RECORDS FOR THE TASK
━━━━━━━━━━━━━━━━━━━━━━━━━━━━━━

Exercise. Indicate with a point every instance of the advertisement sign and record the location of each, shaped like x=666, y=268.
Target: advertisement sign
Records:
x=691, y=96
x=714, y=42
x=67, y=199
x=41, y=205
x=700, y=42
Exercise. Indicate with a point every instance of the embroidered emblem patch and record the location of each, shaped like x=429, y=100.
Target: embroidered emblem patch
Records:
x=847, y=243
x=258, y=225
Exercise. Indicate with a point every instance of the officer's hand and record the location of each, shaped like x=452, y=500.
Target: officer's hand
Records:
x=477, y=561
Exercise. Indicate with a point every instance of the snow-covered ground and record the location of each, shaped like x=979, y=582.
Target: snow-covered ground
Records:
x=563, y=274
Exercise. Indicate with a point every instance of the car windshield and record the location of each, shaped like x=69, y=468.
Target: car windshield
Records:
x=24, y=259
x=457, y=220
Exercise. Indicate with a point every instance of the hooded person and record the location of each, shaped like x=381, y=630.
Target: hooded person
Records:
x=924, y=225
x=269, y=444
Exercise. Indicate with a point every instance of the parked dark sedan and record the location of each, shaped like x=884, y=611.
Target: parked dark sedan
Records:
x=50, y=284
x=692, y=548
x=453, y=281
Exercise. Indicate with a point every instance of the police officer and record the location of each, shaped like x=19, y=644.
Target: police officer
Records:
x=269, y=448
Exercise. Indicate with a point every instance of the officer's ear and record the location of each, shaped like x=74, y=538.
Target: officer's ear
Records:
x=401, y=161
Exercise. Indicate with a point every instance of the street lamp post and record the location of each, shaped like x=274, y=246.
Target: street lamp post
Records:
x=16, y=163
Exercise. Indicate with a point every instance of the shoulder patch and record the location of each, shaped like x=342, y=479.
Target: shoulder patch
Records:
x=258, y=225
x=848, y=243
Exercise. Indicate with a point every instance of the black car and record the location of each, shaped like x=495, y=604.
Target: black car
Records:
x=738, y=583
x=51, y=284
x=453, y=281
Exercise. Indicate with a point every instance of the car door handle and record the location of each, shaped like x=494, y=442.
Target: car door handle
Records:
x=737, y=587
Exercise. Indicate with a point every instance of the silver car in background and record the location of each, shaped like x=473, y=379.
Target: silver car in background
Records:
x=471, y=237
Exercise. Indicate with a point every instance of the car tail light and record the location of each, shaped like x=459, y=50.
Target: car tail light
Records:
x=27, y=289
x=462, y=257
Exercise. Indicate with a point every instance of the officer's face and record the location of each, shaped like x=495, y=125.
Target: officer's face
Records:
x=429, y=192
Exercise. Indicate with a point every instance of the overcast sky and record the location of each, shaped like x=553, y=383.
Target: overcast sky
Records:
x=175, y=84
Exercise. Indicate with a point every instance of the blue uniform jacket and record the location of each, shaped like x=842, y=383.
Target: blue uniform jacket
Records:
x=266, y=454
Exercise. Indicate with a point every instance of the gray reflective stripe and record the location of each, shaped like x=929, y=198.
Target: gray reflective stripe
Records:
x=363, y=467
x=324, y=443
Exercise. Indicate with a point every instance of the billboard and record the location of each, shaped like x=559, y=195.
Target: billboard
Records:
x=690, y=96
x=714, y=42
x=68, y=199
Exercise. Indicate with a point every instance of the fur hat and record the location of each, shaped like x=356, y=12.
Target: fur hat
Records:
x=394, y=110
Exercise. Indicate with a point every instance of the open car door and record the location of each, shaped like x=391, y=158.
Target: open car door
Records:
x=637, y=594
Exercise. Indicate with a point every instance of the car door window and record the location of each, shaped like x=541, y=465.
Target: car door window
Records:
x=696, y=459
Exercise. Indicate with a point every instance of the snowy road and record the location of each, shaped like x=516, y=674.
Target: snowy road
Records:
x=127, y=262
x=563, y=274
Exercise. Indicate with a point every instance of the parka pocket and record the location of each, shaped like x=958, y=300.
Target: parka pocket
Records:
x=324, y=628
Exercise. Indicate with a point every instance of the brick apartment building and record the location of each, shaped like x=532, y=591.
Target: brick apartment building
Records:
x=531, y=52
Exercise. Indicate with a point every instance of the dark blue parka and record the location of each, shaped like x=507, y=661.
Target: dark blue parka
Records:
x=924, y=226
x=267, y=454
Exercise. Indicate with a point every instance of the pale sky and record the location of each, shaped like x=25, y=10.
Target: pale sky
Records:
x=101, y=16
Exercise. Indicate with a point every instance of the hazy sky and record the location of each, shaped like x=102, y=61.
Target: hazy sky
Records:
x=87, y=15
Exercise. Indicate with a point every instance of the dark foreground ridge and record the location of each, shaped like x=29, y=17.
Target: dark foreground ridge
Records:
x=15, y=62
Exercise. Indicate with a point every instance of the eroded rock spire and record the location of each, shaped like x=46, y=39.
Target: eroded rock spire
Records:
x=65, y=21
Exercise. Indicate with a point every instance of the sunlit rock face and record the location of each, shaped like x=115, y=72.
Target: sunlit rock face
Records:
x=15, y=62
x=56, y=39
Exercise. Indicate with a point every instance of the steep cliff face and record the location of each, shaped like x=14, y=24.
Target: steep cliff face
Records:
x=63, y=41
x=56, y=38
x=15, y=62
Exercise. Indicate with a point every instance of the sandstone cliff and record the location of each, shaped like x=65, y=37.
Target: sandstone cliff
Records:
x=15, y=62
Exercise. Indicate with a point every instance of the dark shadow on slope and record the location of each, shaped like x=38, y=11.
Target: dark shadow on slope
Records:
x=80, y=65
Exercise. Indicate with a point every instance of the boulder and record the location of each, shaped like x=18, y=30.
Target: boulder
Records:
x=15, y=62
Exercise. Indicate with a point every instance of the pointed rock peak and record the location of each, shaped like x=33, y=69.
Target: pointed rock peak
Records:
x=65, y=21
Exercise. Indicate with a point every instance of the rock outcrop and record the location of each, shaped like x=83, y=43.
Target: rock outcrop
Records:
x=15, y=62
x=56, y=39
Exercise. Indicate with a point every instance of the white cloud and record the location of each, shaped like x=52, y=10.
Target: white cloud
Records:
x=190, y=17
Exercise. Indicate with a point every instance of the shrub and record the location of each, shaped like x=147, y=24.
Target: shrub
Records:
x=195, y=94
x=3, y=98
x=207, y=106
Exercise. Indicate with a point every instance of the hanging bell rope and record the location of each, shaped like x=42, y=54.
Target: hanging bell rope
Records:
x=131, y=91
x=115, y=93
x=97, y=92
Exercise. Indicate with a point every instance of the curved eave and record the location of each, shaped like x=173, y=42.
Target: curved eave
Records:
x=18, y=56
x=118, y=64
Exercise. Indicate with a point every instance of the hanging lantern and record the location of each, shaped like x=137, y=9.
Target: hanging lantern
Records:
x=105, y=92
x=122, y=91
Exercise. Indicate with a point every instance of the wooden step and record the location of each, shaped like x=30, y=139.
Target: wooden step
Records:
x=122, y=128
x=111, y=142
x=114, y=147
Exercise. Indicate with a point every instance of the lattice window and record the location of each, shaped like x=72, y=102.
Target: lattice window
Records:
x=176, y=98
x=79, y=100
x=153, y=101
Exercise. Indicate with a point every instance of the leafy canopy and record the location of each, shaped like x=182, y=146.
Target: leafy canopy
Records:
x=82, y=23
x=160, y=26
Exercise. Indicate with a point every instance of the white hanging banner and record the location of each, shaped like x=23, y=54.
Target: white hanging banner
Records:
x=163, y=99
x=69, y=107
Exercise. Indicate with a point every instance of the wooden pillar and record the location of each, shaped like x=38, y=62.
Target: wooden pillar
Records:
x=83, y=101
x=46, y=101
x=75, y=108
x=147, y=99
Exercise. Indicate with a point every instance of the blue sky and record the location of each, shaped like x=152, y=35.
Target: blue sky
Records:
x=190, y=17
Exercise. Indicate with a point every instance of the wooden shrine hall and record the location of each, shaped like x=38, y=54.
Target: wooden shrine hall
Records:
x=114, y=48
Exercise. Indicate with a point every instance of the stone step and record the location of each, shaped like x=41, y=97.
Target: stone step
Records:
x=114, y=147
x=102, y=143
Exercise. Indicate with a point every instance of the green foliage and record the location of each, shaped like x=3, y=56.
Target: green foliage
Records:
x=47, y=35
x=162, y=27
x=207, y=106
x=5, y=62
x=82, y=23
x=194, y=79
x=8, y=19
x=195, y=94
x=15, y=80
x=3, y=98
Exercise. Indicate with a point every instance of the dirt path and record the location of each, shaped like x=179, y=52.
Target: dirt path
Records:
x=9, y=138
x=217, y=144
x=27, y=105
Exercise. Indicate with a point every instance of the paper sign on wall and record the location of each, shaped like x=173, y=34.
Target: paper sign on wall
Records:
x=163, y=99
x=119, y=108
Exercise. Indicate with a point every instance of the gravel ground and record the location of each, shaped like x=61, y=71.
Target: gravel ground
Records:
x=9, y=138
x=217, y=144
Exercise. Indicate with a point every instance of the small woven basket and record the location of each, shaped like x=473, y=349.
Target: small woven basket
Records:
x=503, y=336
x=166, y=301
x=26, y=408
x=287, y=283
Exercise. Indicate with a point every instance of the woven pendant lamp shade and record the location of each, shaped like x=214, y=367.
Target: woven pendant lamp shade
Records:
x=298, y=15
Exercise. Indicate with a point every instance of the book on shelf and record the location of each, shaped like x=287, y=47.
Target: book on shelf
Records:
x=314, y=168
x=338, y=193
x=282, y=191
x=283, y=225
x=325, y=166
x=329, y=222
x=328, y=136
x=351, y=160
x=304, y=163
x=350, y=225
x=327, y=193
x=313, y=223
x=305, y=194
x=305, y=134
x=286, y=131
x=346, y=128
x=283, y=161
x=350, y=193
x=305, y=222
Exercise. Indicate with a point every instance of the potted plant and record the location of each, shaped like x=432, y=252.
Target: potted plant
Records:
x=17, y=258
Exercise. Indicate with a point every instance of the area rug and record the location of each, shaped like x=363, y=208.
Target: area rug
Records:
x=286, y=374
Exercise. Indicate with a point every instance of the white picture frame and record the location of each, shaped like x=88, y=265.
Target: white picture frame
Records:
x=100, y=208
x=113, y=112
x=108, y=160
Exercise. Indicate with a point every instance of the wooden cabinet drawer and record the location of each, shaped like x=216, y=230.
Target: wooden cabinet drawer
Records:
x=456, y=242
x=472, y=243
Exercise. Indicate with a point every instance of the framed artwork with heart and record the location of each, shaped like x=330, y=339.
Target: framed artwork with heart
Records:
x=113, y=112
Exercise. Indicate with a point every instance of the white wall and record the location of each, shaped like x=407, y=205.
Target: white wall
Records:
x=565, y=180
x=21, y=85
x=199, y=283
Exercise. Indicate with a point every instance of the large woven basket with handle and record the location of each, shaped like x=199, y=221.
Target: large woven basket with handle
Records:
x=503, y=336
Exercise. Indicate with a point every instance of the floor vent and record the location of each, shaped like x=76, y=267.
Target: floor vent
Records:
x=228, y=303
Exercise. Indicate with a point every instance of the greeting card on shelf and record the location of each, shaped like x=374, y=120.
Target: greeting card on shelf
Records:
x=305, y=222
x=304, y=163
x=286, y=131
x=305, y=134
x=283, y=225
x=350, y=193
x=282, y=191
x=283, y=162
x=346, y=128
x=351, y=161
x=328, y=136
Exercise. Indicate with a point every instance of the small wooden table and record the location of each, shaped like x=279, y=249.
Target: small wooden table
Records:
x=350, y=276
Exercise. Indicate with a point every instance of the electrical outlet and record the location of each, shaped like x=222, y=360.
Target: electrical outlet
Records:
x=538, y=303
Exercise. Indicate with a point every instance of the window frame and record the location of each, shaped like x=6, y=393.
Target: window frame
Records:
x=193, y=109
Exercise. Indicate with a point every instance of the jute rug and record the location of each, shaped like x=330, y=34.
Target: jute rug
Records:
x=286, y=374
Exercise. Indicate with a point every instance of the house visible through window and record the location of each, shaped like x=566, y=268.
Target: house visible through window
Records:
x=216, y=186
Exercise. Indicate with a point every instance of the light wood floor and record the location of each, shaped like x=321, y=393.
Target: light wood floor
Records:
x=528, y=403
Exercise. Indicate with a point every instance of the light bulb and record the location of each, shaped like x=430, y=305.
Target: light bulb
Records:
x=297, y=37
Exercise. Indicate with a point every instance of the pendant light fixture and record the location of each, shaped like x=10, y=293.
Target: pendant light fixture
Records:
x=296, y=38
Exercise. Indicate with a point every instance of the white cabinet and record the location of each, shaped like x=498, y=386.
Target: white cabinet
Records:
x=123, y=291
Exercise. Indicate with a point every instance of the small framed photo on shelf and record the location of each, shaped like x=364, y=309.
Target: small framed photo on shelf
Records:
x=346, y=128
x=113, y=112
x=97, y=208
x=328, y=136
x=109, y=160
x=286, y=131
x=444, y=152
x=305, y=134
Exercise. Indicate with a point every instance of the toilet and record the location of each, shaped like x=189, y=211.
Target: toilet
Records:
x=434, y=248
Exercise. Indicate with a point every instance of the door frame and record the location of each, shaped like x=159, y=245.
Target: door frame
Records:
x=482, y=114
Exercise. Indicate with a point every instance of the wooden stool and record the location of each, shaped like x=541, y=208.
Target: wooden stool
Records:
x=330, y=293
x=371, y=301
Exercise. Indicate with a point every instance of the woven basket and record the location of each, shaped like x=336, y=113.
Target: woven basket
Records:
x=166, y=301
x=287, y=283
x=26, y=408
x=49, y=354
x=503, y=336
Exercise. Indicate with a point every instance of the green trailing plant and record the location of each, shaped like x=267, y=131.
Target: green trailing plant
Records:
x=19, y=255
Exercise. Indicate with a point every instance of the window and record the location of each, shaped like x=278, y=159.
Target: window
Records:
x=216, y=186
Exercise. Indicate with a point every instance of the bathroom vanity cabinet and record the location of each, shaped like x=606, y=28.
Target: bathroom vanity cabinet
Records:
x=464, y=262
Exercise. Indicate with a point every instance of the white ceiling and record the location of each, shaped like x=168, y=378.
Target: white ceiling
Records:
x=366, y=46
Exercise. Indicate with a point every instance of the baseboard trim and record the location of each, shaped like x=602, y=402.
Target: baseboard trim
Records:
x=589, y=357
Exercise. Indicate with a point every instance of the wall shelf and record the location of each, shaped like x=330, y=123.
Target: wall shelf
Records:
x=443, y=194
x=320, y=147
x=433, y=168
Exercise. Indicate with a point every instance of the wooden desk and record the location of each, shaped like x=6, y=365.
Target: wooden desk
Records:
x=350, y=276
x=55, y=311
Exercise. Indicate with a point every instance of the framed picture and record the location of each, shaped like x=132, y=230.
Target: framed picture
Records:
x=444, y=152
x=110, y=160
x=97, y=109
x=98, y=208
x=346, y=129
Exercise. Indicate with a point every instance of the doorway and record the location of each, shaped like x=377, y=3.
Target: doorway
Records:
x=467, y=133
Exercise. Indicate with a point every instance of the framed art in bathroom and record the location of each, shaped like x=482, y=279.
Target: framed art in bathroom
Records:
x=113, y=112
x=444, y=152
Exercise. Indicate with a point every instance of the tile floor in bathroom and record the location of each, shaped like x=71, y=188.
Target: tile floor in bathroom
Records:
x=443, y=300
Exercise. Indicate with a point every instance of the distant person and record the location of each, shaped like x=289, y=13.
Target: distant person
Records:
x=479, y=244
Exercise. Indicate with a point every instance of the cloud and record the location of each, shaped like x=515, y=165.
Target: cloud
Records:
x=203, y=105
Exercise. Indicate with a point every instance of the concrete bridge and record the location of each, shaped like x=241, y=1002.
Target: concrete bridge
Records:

━━━━━━━━━━━━━━━━━━━━━━━━━━━━━━

YOUR OBJECTIVE
Rewrite the data between the line containing "Exercise. Indicate with a point every instance of the leafy" and the line containing "x=102, y=143", inclusive, swapping every "wooden" for "timber" and keeping all else unchanged.

ANSWER TO THIS TASK
Exercise. Indicate with a point every instance of the leafy canopy and record the location of each, shaped like x=182, y=146.
Target: leafy canopy
Records:
x=82, y=23
x=160, y=26
Exercise. Indicate with a point every instance of the white hanging banner and record the location of each, shaped like x=23, y=54.
Target: white hanging banner
Records:
x=163, y=99
x=69, y=107
Exercise. Indicate with a point every instance of the timber pillar and record the location of each, shaped like x=38, y=62.
Target: timber pillar
Records:
x=83, y=101
x=46, y=101
x=75, y=108
x=147, y=99
Exercise. Indicate with a point every instance of the blue sky and record the location of each, shaped like x=152, y=35.
Target: blue sky
Records:
x=190, y=17
Exercise. Indicate with a point every instance of the timber shrine hall and record the location of each, shaped like x=38, y=54.
Target: timber shrine hall
Records:
x=114, y=48
Exercise. Indicate with a point every instance of the stone step and record the location of each, shaped like x=41, y=97.
Target: stone step
Records:
x=114, y=147
x=102, y=143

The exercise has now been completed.